Copy all entries exactly, and wherever an entry holds a picture, leave that picture out.

= = =

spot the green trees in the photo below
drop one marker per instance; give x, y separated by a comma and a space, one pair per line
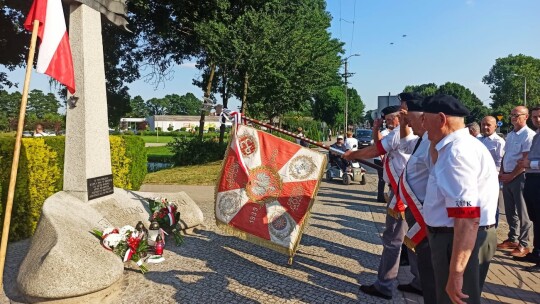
507, 87
172, 104
42, 108
329, 106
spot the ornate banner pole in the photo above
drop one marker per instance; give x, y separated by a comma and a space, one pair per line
17, 151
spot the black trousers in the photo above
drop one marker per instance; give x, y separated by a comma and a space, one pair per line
380, 186
531, 194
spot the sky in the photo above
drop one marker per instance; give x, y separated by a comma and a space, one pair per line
456, 41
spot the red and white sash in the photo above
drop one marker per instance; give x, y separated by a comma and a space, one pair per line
417, 232
396, 208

= = =

Answer section
spot the green trees in the photo below
drop one marker per instance; give x, y separated by a comma and a space, one pair per line
507, 87
172, 104
42, 108
329, 106
spot the ornate banner pole in the photo above
drop one marker per instance; give x, y separated by a comma and a space, one pair per line
17, 151
spot the black trousers in the photo above
drop one marker per instance; give x, y separated by a comma and a space, one pair per line
380, 186
531, 194
spot the sky in the photo above
drop one marker per instance; give x, y separated by a comma and a space, one pair per line
456, 41
spot the red and white sash in the photo above
drop one marker per instance; give x, y separated by a comma and a space, one pair per line
417, 232
396, 208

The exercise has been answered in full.